**Instructions for the task:**
Your answer must be every line of the data that contains "mountain".

(Records from a collection)
---*---
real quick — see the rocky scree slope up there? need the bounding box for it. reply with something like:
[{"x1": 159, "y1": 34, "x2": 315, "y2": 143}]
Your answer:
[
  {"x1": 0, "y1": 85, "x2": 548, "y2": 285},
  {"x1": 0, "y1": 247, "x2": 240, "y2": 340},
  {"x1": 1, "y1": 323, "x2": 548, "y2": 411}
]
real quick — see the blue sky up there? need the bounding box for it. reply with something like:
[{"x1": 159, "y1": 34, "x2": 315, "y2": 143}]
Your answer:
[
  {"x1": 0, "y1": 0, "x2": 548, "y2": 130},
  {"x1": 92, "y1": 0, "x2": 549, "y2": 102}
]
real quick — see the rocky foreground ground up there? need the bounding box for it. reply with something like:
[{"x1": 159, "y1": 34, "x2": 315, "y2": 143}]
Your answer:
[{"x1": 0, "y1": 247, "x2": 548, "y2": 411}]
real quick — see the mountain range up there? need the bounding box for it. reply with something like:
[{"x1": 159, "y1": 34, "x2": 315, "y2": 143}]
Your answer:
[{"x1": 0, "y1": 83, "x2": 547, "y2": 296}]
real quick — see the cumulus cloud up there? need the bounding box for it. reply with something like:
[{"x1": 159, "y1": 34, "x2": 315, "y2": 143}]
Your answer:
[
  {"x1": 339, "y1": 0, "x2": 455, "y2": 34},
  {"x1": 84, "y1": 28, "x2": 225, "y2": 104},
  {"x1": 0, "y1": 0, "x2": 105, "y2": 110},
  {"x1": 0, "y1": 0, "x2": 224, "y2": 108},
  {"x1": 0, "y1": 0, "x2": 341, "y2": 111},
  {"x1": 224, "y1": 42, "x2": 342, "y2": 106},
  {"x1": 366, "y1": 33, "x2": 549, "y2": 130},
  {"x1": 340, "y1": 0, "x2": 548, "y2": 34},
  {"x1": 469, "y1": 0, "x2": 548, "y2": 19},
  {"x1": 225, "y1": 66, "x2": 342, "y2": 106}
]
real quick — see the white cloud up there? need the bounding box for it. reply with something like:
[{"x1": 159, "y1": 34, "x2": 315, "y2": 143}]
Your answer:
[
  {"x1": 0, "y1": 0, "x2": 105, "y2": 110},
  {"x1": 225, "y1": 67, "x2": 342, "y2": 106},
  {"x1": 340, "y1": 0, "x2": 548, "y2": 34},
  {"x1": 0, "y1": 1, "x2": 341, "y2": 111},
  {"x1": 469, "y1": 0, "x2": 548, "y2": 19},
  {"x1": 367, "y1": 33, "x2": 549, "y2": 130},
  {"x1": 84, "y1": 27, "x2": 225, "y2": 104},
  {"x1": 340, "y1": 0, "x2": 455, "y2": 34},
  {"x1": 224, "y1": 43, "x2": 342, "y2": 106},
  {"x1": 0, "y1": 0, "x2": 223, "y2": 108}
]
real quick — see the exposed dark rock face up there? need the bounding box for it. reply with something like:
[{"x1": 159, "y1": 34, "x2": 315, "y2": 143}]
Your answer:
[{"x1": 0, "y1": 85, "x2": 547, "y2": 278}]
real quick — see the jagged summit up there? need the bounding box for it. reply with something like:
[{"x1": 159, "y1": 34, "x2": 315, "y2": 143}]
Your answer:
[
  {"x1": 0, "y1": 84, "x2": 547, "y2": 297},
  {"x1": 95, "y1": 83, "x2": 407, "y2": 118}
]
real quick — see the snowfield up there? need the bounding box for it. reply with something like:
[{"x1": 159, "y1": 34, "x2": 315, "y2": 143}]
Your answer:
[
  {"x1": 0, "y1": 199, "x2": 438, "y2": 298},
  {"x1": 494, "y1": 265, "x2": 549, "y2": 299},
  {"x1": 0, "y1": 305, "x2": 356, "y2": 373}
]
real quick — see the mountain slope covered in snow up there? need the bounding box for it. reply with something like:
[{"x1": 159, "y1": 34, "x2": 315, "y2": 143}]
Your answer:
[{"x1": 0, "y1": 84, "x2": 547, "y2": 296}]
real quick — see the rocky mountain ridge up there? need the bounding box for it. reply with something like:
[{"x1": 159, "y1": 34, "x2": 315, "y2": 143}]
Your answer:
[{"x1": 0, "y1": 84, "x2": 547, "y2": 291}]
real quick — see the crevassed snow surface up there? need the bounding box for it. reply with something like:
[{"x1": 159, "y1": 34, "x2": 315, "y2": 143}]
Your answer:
---*---
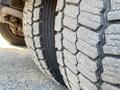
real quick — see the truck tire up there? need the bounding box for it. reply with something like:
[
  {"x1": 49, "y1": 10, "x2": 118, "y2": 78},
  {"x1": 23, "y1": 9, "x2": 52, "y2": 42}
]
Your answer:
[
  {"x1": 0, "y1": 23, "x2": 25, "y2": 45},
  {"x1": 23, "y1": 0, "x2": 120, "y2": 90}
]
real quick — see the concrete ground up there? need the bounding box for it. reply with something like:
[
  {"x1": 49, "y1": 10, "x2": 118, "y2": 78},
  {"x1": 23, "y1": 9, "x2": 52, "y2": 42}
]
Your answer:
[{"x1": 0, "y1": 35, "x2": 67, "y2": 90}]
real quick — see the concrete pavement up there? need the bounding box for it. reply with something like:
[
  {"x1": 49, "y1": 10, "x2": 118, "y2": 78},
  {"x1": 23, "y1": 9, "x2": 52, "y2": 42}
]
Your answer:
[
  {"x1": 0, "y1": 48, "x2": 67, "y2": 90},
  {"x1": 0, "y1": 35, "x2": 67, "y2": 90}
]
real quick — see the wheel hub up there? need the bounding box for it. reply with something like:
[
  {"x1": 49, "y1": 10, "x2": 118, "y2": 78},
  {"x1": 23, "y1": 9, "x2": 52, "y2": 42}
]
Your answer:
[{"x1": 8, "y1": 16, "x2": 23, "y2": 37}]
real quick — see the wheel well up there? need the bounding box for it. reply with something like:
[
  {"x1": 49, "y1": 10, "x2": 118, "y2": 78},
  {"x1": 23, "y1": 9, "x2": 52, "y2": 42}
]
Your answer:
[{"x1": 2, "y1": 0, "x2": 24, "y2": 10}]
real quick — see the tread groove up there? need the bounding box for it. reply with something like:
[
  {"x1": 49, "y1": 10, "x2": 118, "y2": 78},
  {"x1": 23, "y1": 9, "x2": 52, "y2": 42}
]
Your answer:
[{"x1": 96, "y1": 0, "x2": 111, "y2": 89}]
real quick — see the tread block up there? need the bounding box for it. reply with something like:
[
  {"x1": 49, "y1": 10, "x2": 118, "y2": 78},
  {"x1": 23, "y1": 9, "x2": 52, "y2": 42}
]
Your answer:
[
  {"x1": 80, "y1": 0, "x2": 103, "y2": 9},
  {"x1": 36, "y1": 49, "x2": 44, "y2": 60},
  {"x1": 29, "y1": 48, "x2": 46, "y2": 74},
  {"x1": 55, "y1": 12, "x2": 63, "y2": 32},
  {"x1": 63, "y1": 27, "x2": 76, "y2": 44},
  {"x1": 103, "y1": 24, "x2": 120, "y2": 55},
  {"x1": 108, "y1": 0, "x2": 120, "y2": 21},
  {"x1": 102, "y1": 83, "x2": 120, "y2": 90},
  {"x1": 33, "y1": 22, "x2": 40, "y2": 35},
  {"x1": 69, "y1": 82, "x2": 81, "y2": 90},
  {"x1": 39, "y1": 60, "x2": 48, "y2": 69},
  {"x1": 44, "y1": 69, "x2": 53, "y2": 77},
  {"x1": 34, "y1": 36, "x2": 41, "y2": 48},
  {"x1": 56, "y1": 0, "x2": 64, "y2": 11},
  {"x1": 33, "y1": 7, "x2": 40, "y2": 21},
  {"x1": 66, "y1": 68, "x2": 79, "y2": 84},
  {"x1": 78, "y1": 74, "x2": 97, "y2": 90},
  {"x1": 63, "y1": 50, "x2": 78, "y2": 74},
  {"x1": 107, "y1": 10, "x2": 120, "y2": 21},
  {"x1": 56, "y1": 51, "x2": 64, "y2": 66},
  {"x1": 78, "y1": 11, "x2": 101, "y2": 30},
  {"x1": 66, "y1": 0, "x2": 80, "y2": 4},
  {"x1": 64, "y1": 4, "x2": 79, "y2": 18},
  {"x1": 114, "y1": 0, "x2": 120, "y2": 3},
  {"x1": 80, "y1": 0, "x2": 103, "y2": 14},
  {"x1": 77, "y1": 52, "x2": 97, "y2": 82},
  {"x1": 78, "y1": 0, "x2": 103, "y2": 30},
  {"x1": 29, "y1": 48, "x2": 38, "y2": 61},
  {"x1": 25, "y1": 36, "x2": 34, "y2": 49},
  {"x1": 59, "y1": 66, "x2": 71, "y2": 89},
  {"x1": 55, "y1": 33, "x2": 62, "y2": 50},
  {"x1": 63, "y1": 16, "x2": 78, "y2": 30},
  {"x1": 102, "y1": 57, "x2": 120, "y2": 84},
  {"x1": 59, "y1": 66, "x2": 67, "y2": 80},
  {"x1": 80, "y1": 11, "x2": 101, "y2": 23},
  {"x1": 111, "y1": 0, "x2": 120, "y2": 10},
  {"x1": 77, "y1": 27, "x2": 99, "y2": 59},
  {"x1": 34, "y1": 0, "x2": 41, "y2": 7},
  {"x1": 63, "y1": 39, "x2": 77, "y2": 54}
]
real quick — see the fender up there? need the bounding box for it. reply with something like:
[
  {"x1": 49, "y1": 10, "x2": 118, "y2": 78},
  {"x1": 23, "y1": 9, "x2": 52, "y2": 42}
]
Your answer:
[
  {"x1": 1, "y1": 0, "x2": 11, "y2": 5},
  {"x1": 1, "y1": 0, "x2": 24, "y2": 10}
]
---*---
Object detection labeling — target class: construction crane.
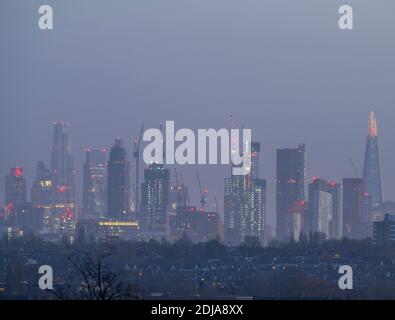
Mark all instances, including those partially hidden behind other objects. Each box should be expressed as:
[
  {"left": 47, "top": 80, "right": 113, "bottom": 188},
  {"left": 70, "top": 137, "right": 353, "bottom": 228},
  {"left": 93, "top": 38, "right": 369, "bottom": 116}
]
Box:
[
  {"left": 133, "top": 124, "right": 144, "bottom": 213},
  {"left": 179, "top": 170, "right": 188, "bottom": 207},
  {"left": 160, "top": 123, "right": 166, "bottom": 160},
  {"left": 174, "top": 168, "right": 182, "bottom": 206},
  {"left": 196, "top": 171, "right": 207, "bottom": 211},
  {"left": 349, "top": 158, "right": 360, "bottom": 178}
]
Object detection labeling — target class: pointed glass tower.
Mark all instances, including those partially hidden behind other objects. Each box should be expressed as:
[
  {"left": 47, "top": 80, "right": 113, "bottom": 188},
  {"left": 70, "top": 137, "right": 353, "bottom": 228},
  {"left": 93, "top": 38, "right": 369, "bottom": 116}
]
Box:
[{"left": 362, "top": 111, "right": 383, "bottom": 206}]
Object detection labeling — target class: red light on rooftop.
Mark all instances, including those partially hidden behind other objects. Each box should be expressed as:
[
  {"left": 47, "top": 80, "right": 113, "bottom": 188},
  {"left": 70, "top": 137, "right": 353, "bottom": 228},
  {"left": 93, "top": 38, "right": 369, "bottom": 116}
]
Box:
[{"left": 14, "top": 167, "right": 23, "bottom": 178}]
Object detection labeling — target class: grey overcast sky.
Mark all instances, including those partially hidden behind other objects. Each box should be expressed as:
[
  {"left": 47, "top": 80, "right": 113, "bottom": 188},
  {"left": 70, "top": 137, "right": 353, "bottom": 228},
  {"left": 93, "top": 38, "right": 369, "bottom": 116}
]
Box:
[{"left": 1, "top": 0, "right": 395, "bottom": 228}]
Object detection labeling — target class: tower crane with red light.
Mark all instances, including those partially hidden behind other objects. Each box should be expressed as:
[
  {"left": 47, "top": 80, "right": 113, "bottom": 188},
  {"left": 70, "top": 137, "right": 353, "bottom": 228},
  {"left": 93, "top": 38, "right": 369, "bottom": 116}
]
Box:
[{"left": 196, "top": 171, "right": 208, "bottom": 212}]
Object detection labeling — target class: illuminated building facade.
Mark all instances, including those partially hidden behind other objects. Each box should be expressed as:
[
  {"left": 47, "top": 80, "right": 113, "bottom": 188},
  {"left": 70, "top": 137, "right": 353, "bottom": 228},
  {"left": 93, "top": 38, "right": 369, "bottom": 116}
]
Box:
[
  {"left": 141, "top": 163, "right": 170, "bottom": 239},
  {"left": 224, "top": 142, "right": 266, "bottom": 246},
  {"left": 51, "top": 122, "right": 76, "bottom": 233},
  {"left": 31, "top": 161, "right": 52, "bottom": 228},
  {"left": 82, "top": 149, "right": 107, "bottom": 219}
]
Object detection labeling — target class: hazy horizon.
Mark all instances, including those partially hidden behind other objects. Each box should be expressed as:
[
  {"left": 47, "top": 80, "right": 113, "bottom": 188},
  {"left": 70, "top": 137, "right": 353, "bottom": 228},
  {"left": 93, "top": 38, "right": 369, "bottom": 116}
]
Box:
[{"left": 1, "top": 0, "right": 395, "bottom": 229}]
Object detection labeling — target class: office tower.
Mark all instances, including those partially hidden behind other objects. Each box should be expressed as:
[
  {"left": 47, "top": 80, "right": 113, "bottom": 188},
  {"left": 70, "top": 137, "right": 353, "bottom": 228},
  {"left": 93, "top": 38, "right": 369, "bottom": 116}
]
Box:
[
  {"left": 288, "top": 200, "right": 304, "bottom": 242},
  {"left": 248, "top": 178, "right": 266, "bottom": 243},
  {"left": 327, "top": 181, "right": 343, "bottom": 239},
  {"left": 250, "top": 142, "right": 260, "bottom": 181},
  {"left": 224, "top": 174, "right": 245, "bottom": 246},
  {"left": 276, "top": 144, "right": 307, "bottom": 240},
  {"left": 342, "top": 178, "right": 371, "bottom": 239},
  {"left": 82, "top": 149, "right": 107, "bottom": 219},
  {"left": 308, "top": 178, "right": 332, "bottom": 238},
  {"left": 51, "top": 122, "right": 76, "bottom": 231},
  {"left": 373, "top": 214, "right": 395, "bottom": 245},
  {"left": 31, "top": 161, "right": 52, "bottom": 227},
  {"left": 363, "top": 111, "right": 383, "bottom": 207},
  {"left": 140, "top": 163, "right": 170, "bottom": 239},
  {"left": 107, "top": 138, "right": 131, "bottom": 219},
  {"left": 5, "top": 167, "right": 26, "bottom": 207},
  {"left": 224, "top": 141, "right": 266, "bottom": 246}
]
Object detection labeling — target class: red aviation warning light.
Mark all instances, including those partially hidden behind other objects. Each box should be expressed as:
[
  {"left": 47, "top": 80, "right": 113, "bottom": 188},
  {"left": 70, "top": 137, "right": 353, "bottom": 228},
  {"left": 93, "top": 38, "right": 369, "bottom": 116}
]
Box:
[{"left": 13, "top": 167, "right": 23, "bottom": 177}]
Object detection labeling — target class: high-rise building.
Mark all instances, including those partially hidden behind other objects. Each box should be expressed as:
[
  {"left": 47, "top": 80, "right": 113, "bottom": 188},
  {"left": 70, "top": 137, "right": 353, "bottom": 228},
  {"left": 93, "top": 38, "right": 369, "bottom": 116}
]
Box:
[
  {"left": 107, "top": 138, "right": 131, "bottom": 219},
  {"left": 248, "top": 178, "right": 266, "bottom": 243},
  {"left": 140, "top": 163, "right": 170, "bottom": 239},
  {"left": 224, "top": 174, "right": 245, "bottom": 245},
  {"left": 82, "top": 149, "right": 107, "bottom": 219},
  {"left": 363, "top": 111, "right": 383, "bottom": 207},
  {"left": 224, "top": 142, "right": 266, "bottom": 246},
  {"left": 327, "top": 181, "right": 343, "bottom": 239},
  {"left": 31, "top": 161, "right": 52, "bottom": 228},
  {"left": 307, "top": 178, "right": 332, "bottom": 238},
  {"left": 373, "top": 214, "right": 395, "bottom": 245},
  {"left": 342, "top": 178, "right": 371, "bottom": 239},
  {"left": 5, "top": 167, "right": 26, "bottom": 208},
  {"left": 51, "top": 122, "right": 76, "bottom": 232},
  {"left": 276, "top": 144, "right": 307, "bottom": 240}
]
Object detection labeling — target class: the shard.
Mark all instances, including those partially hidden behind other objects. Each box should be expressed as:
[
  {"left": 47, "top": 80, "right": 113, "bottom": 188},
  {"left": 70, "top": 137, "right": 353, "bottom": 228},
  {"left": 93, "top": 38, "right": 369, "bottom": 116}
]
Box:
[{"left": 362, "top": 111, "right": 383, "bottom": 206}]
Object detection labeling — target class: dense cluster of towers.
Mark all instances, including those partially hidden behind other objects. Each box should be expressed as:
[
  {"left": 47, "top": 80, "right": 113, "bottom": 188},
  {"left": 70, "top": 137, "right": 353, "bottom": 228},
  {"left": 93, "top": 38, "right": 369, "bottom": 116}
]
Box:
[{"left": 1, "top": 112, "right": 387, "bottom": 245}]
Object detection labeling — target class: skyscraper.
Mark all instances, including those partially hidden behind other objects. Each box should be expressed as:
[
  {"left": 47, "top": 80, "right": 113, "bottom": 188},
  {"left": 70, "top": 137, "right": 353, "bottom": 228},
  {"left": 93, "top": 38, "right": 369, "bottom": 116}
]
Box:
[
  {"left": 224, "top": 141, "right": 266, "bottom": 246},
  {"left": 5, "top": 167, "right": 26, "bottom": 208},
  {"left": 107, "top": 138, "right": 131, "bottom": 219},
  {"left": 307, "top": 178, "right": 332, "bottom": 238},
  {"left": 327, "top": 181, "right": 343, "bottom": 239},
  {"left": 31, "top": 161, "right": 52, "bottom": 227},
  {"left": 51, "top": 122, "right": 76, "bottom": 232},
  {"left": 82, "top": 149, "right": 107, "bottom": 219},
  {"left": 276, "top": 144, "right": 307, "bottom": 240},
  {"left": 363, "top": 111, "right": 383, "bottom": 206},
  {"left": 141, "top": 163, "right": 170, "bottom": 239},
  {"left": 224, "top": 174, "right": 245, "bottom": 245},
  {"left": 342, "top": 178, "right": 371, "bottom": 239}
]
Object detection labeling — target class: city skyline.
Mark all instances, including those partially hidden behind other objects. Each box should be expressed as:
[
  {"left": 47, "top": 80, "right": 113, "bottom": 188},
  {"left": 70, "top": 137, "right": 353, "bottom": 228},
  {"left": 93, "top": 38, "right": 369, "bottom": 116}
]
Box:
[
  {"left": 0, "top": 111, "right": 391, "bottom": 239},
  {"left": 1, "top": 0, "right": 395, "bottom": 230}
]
---*---
**Written solution:**
real quick — see the mountain range up there? need the bounding box for it. reply with something like:
real quick — see the mountain slope covered in snow up there? need the bounding box for it. reply with something like:
real quick — see the rocky mountain ridge up there? need the bounding box for it. reply with something like:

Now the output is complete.